REQUISITOS DA TAREFA -
• 1. Segundo o texto sobre a cultura nordestina, em quais regiões do país o nordestino é lembrado como o grande propulsor da construção civil?
• 2. Transcreva o trecho do texto sobre a cultura nordestina de "Escrevi, em crônica" até "especificamente à nordestina.", inclusive.
• 3. Escreva a continuação do texto sobre a cultura nordestina, começando logo após a última frase apresentada.

TEXTO DO EXERCÍCIO -
= = =
VALORIZANDO A CULTURA NORDESTINA – Berilo de Castro



VALORIZANDO A CULTURA NORDESTINA –

Escrevi, em crônica recente, sobre o impressionante valor que o brasileiro tem dado às coisas de fora do país (o estrangeirismo, o viralatismo). A rigor, significa a falta da valorização, do apego, do amor a nossa rica e pouco reconhecida cultura, especificamente à nordestina.

Quero, neste relato, me dirigir a essa cultura, que é a nossa raiz, a  nossa identidade, o nosso orgulho de ser povo.

Saímos já daquela fatídica época; daquele tempo cruel e sofredor, que caminhões e mais caminhões saiam cheios de nordestinos (famosos e tristes paus de arara) para aventurarem uma vida melhor na cidade grande; um sonho na esperança de melhores dias à procura de emprego para poder sustentar a família.

O nordestino foi e sempre  será lembrado como o grande propulsor da construção civil nas regiões do Sudeste e Sul do país. Sempre um forte!
= = =
LINHAS FORNECIDAS -
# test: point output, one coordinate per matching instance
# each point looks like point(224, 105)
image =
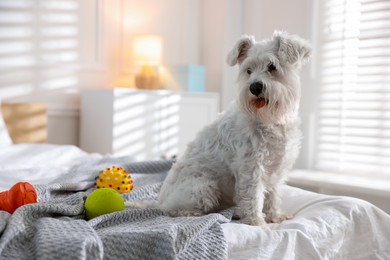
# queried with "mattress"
point(323, 227)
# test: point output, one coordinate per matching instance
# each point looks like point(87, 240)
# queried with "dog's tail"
point(143, 204)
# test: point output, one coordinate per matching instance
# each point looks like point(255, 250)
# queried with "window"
point(354, 74)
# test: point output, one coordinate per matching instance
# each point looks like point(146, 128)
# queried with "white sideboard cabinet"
point(144, 124)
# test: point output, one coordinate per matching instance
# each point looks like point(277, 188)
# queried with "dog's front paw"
point(277, 218)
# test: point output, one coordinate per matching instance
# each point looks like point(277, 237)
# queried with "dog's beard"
point(273, 106)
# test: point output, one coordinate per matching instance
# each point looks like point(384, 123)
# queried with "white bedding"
point(323, 227)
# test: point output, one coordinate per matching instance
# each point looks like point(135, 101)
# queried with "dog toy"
point(20, 194)
point(115, 178)
point(103, 201)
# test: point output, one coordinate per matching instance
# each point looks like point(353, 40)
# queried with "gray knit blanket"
point(56, 228)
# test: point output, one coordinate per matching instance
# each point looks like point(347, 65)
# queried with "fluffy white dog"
point(241, 159)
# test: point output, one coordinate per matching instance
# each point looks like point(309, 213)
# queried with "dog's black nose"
point(256, 88)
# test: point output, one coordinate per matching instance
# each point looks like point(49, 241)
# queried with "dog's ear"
point(239, 52)
point(291, 49)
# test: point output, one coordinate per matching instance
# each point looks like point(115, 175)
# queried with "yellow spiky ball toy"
point(116, 178)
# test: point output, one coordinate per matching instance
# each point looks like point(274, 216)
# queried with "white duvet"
point(323, 227)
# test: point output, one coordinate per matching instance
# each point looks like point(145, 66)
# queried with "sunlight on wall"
point(153, 122)
point(39, 47)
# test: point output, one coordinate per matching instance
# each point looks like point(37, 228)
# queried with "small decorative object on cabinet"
point(144, 124)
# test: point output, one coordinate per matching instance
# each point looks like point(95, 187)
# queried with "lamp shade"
point(147, 49)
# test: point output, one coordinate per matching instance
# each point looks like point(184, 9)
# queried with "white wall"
point(90, 44)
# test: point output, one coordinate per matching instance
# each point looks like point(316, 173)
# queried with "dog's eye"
point(271, 67)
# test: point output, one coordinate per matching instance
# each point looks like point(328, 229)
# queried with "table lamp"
point(147, 53)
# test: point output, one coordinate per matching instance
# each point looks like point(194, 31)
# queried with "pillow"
point(5, 139)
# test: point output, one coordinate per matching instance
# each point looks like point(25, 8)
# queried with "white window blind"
point(354, 70)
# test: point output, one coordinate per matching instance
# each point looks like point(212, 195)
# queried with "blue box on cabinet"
point(189, 78)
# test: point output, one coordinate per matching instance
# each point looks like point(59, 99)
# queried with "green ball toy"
point(103, 201)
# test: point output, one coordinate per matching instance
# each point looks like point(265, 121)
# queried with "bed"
point(323, 227)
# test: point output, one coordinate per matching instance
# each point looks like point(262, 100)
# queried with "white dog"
point(240, 160)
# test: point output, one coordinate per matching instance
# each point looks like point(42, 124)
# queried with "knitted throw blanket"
point(56, 228)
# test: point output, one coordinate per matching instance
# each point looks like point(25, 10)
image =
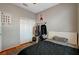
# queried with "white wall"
point(11, 33)
point(78, 22)
point(0, 32)
point(61, 18)
point(26, 28)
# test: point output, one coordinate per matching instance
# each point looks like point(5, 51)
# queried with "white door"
point(26, 28)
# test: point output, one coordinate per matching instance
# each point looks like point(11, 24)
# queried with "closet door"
point(26, 28)
point(0, 31)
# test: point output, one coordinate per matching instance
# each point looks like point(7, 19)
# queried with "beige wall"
point(61, 18)
point(78, 22)
point(11, 33)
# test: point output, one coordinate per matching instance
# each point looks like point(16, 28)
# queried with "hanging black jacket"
point(43, 30)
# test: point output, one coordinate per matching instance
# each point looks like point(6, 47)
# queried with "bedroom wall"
point(78, 22)
point(11, 33)
point(0, 32)
point(61, 18)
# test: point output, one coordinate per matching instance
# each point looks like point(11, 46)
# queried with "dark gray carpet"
point(49, 48)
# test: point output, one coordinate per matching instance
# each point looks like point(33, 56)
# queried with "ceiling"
point(36, 7)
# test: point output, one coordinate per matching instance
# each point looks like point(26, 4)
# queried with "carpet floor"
point(49, 48)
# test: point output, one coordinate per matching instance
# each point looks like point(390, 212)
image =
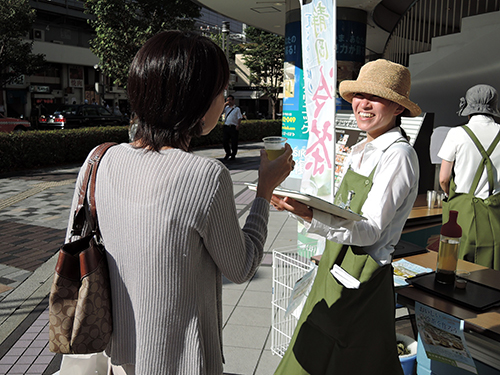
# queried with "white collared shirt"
point(389, 202)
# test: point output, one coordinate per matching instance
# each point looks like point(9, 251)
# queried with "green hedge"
point(39, 148)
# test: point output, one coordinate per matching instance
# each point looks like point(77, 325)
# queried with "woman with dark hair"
point(168, 217)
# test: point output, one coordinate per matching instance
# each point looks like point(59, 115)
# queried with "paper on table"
point(315, 202)
point(405, 270)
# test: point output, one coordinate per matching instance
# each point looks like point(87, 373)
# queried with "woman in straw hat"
point(472, 154)
point(345, 329)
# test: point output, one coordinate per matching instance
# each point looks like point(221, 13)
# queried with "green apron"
point(478, 218)
point(347, 331)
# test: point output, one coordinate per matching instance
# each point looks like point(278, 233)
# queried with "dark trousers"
point(230, 139)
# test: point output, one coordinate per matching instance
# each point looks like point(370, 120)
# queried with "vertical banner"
point(318, 20)
point(320, 76)
point(294, 121)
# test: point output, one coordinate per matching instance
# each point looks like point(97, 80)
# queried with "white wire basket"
point(289, 265)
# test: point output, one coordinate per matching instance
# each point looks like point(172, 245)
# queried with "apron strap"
point(486, 161)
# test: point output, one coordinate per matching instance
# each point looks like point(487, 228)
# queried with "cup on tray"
point(274, 146)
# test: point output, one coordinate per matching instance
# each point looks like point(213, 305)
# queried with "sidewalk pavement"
point(34, 210)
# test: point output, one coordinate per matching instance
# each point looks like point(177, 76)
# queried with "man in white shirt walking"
point(230, 129)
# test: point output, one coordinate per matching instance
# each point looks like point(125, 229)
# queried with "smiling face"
point(375, 115)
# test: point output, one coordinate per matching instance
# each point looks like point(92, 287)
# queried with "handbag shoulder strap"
point(227, 116)
point(486, 161)
point(89, 178)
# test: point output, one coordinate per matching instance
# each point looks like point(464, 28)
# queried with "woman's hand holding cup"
point(273, 172)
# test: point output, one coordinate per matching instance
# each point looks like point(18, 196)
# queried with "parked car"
point(10, 124)
point(80, 116)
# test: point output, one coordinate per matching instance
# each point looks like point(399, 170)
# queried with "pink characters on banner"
point(318, 48)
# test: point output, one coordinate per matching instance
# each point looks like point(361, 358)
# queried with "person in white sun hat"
point(471, 154)
point(345, 330)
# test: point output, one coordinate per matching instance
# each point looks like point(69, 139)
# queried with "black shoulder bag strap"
point(85, 212)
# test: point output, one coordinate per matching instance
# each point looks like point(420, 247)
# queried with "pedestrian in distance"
point(469, 176)
point(230, 128)
point(349, 329)
point(168, 217)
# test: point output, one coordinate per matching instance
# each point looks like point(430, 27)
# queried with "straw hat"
point(479, 99)
point(385, 79)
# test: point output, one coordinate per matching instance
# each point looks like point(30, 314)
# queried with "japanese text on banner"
point(318, 49)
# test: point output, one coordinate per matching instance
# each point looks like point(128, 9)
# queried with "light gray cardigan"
point(170, 227)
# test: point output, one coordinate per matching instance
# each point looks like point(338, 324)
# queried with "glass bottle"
point(448, 250)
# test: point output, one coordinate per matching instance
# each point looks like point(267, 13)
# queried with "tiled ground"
point(27, 247)
point(30, 354)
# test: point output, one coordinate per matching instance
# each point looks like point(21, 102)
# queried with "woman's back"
point(169, 224)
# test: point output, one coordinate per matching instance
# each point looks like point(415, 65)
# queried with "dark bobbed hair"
point(173, 80)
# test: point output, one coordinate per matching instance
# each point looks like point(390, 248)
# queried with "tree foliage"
point(122, 26)
point(16, 57)
point(264, 56)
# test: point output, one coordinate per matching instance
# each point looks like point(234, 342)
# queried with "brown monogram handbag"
point(80, 320)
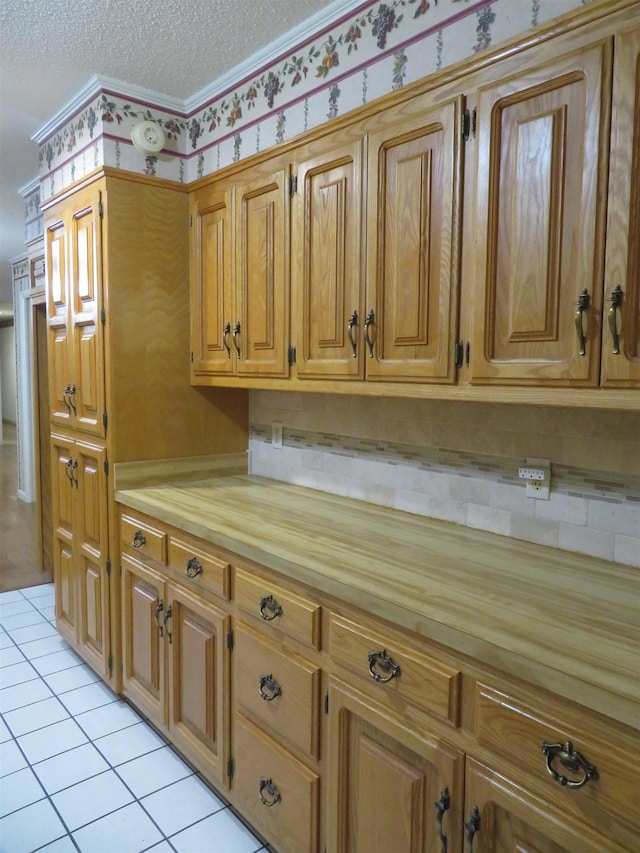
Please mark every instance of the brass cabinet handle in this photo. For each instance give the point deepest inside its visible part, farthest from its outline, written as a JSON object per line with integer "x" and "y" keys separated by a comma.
{"x": 269, "y": 794}
{"x": 571, "y": 760}
{"x": 441, "y": 807}
{"x": 582, "y": 305}
{"x": 158, "y": 610}
{"x": 167, "y": 616}
{"x": 194, "y": 568}
{"x": 225, "y": 339}
{"x": 139, "y": 539}
{"x": 273, "y": 689}
{"x": 382, "y": 668}
{"x": 353, "y": 321}
{"x": 269, "y": 608}
{"x": 236, "y": 333}
{"x": 471, "y": 827}
{"x": 616, "y": 301}
{"x": 370, "y": 321}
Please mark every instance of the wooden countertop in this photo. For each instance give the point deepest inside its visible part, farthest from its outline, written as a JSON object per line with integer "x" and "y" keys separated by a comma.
{"x": 560, "y": 620}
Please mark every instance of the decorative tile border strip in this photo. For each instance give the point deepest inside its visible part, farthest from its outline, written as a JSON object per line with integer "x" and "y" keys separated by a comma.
{"x": 567, "y": 480}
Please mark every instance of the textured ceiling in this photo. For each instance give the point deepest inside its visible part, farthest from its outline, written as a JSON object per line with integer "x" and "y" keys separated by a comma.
{"x": 49, "y": 50}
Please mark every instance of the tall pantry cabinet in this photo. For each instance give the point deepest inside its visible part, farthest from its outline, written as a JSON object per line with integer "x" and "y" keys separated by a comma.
{"x": 118, "y": 343}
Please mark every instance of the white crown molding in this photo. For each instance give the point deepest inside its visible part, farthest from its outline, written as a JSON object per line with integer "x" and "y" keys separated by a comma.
{"x": 295, "y": 37}
{"x": 92, "y": 89}
{"x": 29, "y": 188}
{"x": 97, "y": 84}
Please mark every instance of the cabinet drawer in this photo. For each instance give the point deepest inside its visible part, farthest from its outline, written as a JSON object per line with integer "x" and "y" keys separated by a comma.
{"x": 278, "y": 689}
{"x": 516, "y": 730}
{"x": 290, "y": 613}
{"x": 198, "y": 569}
{"x": 396, "y": 668}
{"x": 145, "y": 539}
{"x": 288, "y": 817}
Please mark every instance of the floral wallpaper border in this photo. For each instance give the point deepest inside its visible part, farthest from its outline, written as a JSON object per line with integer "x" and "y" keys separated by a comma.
{"x": 372, "y": 50}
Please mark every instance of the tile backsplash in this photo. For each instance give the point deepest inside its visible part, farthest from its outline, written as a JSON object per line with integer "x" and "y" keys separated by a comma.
{"x": 459, "y": 462}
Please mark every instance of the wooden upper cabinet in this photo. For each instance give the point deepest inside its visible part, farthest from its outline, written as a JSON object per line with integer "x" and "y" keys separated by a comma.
{"x": 413, "y": 236}
{"x": 540, "y": 210}
{"x": 74, "y": 304}
{"x": 621, "y": 356}
{"x": 260, "y": 321}
{"x": 211, "y": 283}
{"x": 326, "y": 262}
{"x": 240, "y": 275}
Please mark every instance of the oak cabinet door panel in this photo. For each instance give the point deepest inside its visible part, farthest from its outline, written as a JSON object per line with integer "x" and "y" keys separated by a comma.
{"x": 540, "y": 222}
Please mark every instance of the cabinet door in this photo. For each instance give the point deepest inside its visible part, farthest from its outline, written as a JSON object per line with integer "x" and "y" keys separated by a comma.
{"x": 211, "y": 282}
{"x": 199, "y": 682}
{"x": 88, "y": 401}
{"x": 64, "y": 538}
{"x": 74, "y": 315}
{"x": 413, "y": 213}
{"x": 391, "y": 789}
{"x": 621, "y": 357}
{"x": 143, "y": 611}
{"x": 502, "y": 816}
{"x": 540, "y": 214}
{"x": 92, "y": 546}
{"x": 326, "y": 258}
{"x": 260, "y": 325}
{"x": 58, "y": 320}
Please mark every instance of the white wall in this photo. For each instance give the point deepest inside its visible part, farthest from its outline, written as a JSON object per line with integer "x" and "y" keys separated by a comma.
{"x": 8, "y": 374}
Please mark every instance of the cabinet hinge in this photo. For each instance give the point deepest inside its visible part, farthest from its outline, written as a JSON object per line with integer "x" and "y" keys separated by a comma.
{"x": 459, "y": 353}
{"x": 469, "y": 124}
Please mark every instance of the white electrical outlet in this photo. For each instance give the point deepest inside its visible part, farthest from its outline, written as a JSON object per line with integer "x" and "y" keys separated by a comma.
{"x": 276, "y": 434}
{"x": 537, "y": 474}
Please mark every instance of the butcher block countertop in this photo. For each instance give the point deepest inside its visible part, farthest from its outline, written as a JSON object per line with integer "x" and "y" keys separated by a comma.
{"x": 562, "y": 621}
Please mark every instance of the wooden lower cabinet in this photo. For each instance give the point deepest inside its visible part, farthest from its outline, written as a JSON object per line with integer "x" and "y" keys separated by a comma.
{"x": 502, "y": 816}
{"x": 331, "y": 731}
{"x": 275, "y": 791}
{"x": 80, "y": 547}
{"x": 396, "y": 789}
{"x": 176, "y": 664}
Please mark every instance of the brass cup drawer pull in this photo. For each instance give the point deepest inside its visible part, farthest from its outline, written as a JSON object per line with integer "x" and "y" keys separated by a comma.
{"x": 269, "y": 794}
{"x": 269, "y": 608}
{"x": 571, "y": 760}
{"x": 139, "y": 539}
{"x": 269, "y": 688}
{"x": 194, "y": 568}
{"x": 382, "y": 668}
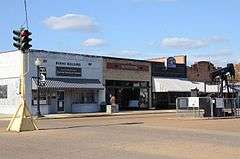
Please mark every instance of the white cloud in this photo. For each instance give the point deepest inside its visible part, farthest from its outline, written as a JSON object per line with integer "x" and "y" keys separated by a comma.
{"x": 93, "y": 42}
{"x": 189, "y": 44}
{"x": 71, "y": 21}
{"x": 219, "y": 58}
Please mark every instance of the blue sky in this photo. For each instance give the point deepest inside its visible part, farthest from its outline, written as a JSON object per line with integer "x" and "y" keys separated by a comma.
{"x": 142, "y": 29}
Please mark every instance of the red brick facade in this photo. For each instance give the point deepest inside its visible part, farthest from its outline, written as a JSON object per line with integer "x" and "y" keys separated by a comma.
{"x": 200, "y": 71}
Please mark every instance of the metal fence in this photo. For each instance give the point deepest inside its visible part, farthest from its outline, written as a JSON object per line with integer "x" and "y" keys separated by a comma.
{"x": 207, "y": 107}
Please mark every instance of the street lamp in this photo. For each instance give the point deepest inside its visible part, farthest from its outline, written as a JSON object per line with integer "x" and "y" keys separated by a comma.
{"x": 38, "y": 63}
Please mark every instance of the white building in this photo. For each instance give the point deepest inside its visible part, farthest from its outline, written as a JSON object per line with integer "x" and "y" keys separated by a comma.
{"x": 73, "y": 83}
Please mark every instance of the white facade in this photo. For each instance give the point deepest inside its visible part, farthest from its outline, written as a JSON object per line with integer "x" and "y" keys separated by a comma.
{"x": 9, "y": 77}
{"x": 86, "y": 99}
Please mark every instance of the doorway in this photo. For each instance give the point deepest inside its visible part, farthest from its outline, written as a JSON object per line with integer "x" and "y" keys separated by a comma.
{"x": 60, "y": 101}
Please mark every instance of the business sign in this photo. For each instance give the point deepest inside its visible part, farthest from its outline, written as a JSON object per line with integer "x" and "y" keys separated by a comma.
{"x": 69, "y": 71}
{"x": 193, "y": 102}
{"x": 42, "y": 76}
{"x": 219, "y": 103}
{"x": 171, "y": 62}
{"x": 123, "y": 66}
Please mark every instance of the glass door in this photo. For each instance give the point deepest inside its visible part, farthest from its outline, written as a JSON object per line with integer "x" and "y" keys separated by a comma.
{"x": 60, "y": 101}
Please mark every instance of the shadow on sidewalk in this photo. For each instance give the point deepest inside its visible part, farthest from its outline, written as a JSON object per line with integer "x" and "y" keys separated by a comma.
{"x": 92, "y": 126}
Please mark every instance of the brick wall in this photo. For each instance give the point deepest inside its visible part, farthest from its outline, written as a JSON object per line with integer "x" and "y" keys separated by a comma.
{"x": 237, "y": 72}
{"x": 200, "y": 71}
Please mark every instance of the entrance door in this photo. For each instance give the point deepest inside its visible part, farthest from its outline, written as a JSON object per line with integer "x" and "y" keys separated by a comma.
{"x": 60, "y": 101}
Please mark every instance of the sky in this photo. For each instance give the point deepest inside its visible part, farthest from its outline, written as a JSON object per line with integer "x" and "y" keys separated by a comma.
{"x": 140, "y": 29}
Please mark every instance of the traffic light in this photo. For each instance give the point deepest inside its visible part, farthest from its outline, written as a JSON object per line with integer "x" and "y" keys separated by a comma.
{"x": 17, "y": 38}
{"x": 25, "y": 45}
{"x": 21, "y": 38}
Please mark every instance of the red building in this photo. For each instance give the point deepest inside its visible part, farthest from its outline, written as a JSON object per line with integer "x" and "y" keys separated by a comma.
{"x": 200, "y": 71}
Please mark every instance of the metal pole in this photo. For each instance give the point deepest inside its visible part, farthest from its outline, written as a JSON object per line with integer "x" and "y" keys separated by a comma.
{"x": 38, "y": 93}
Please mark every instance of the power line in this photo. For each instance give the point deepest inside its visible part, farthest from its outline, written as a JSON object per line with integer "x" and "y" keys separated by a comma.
{"x": 26, "y": 13}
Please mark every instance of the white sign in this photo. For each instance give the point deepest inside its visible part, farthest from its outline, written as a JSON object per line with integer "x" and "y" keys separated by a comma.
{"x": 219, "y": 103}
{"x": 193, "y": 102}
{"x": 171, "y": 62}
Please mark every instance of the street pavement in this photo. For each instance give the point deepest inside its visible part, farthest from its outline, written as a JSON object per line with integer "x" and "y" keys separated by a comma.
{"x": 151, "y": 136}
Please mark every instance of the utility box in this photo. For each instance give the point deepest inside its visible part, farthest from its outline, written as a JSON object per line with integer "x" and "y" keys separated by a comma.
{"x": 112, "y": 109}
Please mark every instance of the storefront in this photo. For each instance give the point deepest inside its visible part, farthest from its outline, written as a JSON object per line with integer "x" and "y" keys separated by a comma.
{"x": 129, "y": 81}
{"x": 73, "y": 82}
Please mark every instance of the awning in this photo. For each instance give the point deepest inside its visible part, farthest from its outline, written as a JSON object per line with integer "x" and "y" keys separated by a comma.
{"x": 69, "y": 83}
{"x": 180, "y": 85}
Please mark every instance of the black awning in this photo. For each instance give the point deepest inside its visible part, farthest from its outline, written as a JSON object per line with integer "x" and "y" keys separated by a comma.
{"x": 69, "y": 83}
= = =
RESPOSTAS A SEGUIR -
• 1. Nas regiões do Sudeste e Sul do país.

• 2.
Escrevi, em crônica recente, sobre o impressionante valor que o brasileiro tem dado às coisas de fora do país (o estrangeirismo, o viralatismo). A rigor, significa a falta da valorização, do apego, do amor a nossa rica e pouco reconhecida cultura, especificamente à nordestina.

• 3.
Hoje, o momento é outro. Mudou, sim, mudou para melhor. Nos orgulhamos de poder exportar para o país todo não mais os “paus de arara”, mas, sim, pessoas do mais alto nível intelectual, nomes expressivos em todos os segmentos profissionais da sociedade: na área do direito, da medicina, da engenharia, da arquitetura, a nossa riqueza folclórica, lembrando o nosso maior representante, o folclorista, escritor e historiador Luís da Câmara Cascudo; no esporte, o orgulho de ter o nativo praiano de Baía Formosa/RN, Ítalo Ferreira, campeã mundial e a primeira medalha de ouro para o Brasil no surf na Olimpíada em Tóquio/2021.

Passamos a oferecer o melhor turismo litorâneo brasileiro: lindos remansos praianos, praias paradisíacas, de águas mornas, de cores belíssimas, enaltecendo o verde da turmalina com azul turquesa. Sol o ano inteiro.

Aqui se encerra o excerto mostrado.